(Отрывок для чтения):
-.-.-

Против такой логики часто приводят два замечания. Первое заключается в том, что говорить о средних показателях, обсуждая решение по поводу жизни или смерти, не имеет смысла, потому что ни один человек не продлил свою жизнь в среднем больше, чем на шесть недель. Один прожил дольше на пять с половиной лет, а 47 не увеличили отпущенный срок совсем. Это «среднее» продление жизни на шесть недель – статистическая выдумка, как пример с парковкой.
Действительно, никто не получил конкретно именно это время. Часто среднее число не соответствует определенному человеку[616]. Но это не отменяет рассуждений, благодаря которым мы к нему приходим. Из этого следует второе замечание: «Вы не можете оценить это решение так же, как анализируете вероятности, подкидывая монетку или вытаскивая карты. Шансы и ожидаемая выгода имеют смысл только тогда, когда вы смотрите на множество попыток и результатов». Но существует рациональный способ подходить к таким выборам: рассматривать эти предложения не как «одноразовые», полностью отделенные от времени и жизненного опыта, а как часть цепочки решений, которые нужно принимать всю жизнь. Каждое из них может быть уникальным, но мы сталкиваемся с целым рядом предложений, и все несут какую-то вероятность и ожидаемую выгоду. Вы не думаете об операции в отрыве от других жизненных ситуаций. Вы делаете это в контексте тысяч принимаемых решений, например пить ли витамины, заниматься ли спортом, чистить ли зубы после каждого приема пищи, делать ли прививку от гриппа, соглашаться ли на биопсию. Строго рациональное отношение к ежеминутным выборам диктует образ действий, когда мы обращаем внимание на ожидаемую от них выгоду.

-.-.-

(Что сделать):
[1] Перепишите часть отрывка о средних показателях, начиная со слов "Против такой логики" и заканчивая словами "пример с парковкой.", заменив "шесть недель" на "два месяца".
[2] Почему в отрывке о средних показателях «среднее» продление жизни на шесть недель названо статистической выдумкой? Ответьте в одном–трех предложениях.

(Записи набора данных):
-.-.-

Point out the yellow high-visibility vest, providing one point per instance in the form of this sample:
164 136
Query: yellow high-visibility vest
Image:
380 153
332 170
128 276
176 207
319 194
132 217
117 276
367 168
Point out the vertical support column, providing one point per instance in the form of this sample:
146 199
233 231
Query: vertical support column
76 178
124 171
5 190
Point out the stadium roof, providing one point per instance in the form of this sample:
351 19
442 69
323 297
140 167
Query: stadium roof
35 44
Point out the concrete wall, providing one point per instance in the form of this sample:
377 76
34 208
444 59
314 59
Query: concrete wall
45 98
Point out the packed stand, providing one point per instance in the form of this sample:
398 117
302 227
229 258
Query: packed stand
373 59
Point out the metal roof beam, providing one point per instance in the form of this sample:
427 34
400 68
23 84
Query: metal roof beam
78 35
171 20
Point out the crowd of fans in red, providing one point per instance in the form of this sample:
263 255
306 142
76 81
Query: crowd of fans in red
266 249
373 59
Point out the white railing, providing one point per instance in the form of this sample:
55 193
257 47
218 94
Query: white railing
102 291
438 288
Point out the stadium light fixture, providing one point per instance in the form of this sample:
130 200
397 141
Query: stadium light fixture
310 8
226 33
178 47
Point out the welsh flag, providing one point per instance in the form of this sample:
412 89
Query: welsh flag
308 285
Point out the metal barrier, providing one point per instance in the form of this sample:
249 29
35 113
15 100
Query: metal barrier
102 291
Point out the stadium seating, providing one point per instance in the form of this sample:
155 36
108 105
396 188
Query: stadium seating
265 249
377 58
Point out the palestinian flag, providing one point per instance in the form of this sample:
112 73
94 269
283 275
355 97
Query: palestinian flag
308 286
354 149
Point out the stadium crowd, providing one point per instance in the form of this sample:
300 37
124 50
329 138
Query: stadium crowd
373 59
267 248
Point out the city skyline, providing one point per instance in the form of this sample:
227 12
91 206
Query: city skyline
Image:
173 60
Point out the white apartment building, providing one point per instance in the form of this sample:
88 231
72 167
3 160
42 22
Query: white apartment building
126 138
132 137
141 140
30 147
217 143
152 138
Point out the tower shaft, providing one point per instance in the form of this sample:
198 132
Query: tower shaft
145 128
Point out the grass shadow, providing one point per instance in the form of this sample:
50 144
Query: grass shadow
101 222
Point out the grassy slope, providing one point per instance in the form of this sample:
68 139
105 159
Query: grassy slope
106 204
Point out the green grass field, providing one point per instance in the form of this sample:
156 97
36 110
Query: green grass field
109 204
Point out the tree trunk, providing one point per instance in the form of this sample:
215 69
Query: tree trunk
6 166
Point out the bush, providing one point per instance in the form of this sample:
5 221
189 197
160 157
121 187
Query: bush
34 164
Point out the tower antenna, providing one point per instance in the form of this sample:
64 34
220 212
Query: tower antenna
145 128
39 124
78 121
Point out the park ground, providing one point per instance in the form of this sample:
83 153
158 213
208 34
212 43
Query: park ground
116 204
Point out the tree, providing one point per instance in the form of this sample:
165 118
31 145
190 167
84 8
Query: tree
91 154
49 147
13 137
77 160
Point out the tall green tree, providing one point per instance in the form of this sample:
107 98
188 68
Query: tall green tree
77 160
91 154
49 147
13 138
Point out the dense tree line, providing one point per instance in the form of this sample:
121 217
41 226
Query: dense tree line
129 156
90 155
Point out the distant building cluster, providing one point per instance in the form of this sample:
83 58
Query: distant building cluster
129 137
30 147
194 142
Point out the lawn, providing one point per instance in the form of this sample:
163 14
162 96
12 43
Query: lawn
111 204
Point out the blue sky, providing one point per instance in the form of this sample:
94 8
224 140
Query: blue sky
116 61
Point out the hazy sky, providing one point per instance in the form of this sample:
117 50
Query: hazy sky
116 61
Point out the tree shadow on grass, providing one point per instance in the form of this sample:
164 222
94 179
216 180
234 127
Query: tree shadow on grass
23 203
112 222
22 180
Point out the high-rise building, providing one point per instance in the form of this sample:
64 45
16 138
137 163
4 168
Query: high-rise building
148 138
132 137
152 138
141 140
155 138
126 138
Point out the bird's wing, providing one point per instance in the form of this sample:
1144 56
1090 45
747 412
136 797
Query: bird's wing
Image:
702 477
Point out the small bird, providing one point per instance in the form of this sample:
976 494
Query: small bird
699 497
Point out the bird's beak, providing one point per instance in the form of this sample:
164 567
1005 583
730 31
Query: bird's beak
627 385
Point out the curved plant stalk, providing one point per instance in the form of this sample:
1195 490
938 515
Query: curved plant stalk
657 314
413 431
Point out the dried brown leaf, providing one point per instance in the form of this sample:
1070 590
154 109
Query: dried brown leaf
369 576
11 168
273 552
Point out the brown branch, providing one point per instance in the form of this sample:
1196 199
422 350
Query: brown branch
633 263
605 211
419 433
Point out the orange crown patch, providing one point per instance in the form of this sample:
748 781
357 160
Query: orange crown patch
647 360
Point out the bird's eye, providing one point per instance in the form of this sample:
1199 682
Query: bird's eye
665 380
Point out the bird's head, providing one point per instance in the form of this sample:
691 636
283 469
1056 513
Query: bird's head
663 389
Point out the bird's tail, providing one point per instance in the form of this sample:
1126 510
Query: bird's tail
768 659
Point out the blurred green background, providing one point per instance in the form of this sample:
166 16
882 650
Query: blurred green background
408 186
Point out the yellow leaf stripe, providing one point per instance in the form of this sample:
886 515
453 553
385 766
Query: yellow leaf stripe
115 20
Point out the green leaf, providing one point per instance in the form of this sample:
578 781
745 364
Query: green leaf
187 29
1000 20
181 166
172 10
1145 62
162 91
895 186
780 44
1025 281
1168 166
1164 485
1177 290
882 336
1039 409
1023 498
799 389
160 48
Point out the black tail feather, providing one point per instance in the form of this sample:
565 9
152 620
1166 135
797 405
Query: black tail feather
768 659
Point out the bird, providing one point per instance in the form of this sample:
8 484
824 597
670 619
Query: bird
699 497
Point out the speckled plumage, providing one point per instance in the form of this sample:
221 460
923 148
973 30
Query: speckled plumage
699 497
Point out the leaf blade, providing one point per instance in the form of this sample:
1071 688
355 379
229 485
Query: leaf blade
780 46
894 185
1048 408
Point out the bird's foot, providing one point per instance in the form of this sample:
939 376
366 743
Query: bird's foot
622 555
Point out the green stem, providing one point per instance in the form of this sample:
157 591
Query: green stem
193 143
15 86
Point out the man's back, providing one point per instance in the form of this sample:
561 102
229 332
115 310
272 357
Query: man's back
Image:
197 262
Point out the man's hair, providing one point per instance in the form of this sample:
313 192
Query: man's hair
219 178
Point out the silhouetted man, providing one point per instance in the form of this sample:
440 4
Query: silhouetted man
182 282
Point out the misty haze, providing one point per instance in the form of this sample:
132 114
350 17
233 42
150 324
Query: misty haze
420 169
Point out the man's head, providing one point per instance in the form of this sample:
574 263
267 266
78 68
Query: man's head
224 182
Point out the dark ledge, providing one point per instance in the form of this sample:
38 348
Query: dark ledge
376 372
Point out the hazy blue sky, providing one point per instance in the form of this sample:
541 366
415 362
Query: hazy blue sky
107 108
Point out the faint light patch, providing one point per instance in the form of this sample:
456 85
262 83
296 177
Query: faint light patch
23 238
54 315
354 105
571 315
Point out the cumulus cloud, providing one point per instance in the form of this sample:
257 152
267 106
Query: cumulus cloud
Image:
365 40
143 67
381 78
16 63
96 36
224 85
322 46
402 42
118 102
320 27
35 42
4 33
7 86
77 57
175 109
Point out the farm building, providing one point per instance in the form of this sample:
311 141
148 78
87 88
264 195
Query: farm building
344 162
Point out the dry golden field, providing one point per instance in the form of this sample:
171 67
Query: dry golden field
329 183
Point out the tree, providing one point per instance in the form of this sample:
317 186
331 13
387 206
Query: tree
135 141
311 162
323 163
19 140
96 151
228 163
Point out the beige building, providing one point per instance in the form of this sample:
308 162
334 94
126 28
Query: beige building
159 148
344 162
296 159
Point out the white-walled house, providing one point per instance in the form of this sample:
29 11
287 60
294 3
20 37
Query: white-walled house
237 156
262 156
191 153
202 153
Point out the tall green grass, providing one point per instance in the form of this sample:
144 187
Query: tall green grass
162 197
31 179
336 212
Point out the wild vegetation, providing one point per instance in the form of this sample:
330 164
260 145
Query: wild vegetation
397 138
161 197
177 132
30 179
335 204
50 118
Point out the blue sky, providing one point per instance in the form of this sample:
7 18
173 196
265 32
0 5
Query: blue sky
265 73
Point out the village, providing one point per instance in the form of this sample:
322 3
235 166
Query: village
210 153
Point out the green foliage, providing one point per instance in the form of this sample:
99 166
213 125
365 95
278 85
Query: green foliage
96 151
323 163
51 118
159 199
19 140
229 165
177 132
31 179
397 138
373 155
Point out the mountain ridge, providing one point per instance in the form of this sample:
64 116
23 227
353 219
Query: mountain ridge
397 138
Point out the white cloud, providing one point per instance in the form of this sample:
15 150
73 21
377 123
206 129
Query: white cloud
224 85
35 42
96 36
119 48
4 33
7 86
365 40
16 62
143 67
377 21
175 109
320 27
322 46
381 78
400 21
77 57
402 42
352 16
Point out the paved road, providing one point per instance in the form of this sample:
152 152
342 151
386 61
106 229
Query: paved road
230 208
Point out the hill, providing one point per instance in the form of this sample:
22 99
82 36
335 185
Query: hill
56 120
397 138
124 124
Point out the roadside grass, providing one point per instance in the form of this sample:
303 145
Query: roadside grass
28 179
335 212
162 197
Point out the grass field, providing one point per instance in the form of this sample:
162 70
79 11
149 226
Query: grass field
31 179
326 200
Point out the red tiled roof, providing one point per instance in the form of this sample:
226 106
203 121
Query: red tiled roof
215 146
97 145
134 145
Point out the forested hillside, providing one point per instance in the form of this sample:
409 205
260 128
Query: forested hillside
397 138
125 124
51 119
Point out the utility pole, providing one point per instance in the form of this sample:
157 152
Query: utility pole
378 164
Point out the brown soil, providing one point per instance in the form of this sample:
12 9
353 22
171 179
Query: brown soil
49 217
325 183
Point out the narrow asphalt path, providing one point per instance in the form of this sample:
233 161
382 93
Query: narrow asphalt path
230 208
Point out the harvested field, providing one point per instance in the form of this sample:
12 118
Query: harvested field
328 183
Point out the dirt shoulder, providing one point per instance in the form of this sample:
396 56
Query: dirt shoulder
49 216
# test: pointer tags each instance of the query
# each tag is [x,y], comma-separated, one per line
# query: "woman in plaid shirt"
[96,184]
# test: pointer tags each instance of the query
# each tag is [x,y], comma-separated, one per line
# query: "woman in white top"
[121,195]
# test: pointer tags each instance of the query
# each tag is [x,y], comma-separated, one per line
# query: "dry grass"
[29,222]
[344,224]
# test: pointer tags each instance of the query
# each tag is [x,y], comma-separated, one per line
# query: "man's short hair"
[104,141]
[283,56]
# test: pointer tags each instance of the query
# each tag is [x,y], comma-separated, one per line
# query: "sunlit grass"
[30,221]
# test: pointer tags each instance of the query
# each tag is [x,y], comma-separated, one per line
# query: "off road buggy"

-.-.-

(Письменные ответы):
[1]
Против такой логики часто приводят два замечания. Первое заключается в том, что говорить о средних показателях, обсуждая решение по поводу жизни или смерти, не имеет смысла, потому что ни один человек не продлил свою жизнь в среднем больше, чем на два месяца. Один прожил дольше на пять с половиной лет, а 47 не увеличили отпущенный срок совсем. Это «среднее» продление жизни на два месяца – статистическая выдумка, как пример с парковкой.

[2] Ни один человек не продлил свою жизнь в среднем больше, чем на шесть недель. Один прожил дольше на пять с половиной лет, а 47 не увеличили отпущенный срок совсем.